**Task set**
1 – Translate this sentence from the forum thread below into Spanish: "Three of those four players would not have even started on any of the half a dozen best teams of the lackluster 1970s."
2 – Retype everything in the forum thread from "Yeah, I know, I'm" down to "span list. .", with no changes.

I'm sorry, but when such a list contains all shows with a final season in the 2000's it's a typical American "why would I take history when basket weaving is so enlightening" short attention span list. Such shows ended in the 1950's, but hey TV for the person who started the list apparently has no history prior to the mid-'90s.

Yeah, I know, I'm old. But surely the episodes "77 Sunset Strip" without Edd "Kookie" Byrnes fall into the all time list.


----------



## AntAltMike (Nov 21, 2004)

phrelin said:


> I'm sorry, but when such a list contains all shows with a final season in the 2000's it's a typical American "why would I take history when basket weaving is so enlightening" short attention span list. .


In 1991, I heard a Minnesota Twins player giving a visiting team broadcaster an interview on the radio, and he actually said, "I was lucky to have broken into the majors playing on one of the greatest teams of all time. We had Ken Hrbek, Garry Gaetti, Tom Brunanski and Kirby Pucket". For those of you who don't recognize that latter day Murder's Row, they were all on the 1987 Twins. Three of those four players would not have even started on any of the half a dozen best teams of the lackluster 1970s.

And most young people don't even know who Marilyn Lange is!


----------



## coldsteel (Mar 29, 2007)

AntAltMike said:


> And most young people don't even know who Marilyn Lange is!


Who?


----------



## AntAltMike (Nov 21, 2004)

coldsteel said:


> Who?


I PM-ed you.


----------



## Big Dawg 23 (Oct 14, 2008)

AntAltMike said:


> In 1991, I heard a Minnesota Twins player giving a visiting team broadcaster an interview on the radio, and he actually said, "I was lucky to have broken into the majors playing on one of the greatest teams of all time. We had Ken Hrbek, Garry Gaetti, Tom Brunanski and Kirby Pucket". For those of you who don't recognize that latter day Murder's Row, they were all on the 1987 Twins. Three of those four players would not have even started on any of the half a dozen best teams of the lackluster 1970s.

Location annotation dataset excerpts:

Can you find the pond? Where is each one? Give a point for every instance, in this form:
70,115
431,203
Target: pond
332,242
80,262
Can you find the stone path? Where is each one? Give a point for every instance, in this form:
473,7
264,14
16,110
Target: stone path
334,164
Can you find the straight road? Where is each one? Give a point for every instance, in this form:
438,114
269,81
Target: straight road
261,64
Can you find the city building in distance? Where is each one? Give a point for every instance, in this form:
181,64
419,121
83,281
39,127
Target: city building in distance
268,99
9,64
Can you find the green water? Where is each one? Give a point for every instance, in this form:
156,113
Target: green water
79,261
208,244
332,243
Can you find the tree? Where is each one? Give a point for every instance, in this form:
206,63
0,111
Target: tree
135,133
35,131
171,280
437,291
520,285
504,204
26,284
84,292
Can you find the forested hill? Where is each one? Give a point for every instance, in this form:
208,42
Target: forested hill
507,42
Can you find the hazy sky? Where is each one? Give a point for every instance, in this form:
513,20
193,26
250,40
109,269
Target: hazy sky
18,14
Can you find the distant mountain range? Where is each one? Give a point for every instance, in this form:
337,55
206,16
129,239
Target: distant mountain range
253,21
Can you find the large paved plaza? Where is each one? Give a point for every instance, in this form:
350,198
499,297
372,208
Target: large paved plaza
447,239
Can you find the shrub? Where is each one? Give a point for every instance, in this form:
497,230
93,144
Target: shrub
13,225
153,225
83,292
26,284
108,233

...

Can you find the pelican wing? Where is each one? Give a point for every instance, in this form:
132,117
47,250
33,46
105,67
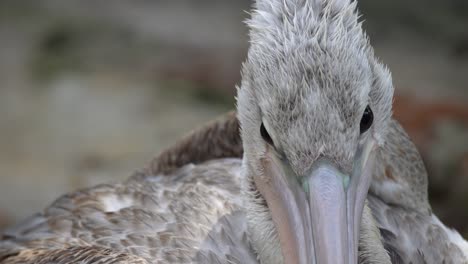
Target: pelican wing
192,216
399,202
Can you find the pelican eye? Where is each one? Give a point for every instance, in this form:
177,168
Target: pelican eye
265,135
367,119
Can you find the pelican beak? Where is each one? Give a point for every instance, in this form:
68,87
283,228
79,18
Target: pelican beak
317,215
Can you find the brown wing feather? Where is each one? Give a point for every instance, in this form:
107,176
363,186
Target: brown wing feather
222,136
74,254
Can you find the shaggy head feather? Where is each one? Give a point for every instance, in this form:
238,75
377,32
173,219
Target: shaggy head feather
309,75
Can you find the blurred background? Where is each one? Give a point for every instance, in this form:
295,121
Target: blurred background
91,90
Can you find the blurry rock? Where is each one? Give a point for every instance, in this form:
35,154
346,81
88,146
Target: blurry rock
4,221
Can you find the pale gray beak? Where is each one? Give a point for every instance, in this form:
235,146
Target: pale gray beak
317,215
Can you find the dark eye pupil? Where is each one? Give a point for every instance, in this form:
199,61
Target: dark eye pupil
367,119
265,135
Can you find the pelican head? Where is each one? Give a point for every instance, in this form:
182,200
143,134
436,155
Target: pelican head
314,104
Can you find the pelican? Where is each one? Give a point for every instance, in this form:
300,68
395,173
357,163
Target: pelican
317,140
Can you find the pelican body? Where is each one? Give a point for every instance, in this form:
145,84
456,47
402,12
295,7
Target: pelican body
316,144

**Solutions below**
1 – Tres de esos cuatro jugadores ni siquiera habrían sido titulares en ninguno de la media docena de mejores equipos de la deslucida década de 1970.

2 –
Yeah, I know, I'm old. But surely the episodes "77 Sunset Strip" without Edd "Kookie" Byrnes fall into the all time list.


----------



## AntAltMike (Nov 21, 2004)

phrelin said:


> I'm sorry, but when such a list contains all shows with a final season in the 2000's it's a typical American "why would I take history when basket weaving is so enlightening" short attention span list. .